[Natural language region descriptions]
=== Begin Enclosure ===

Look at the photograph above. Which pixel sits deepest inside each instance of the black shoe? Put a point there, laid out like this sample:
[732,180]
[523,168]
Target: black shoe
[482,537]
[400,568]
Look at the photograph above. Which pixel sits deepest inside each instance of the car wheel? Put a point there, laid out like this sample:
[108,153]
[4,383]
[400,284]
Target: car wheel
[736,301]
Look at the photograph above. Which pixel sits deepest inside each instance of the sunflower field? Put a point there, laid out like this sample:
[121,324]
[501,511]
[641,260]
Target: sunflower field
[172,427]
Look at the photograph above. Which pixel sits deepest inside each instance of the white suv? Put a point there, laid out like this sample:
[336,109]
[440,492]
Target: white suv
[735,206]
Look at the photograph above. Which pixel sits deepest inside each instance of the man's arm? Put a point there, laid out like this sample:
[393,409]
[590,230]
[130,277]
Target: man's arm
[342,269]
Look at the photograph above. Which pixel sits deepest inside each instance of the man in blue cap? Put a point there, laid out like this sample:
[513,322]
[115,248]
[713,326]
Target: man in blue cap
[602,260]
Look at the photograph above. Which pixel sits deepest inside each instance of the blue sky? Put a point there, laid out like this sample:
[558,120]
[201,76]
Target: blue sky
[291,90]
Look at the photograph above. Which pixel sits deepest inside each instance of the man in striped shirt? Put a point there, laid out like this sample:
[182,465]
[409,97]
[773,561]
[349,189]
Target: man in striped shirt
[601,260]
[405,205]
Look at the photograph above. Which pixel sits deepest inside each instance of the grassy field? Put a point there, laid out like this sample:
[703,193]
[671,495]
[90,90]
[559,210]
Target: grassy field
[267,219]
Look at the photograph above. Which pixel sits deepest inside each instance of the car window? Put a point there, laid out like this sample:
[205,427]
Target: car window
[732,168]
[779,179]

=== End Enclosure ===

> _Exercise requirements_
Set down only the lines from the line with "Target: blue sky" through the last line of the data above, keeping both the first and the last.

> _Written solution_
Target: blue sky
[291,90]
Look at the photograph above. Which pixel sits deepest inside each instance of the man in striped shirt? Put a point there, laid out like this sample:
[182,465]
[409,97]
[773,561]
[349,189]
Target: man in striped shirt
[601,260]
[405,205]
Look at the photograph above. Which pixel sits deepest inside each instance of the grassy field? Put a point there, laid out like this sample:
[703,193]
[671,495]
[90,90]
[559,210]
Target: grassy field
[267,219]
Look at the photograph above. Which pixel sits deepest inside each instance of the car window? Put a point there, laid out like this sample:
[205,427]
Target: car window
[732,168]
[779,179]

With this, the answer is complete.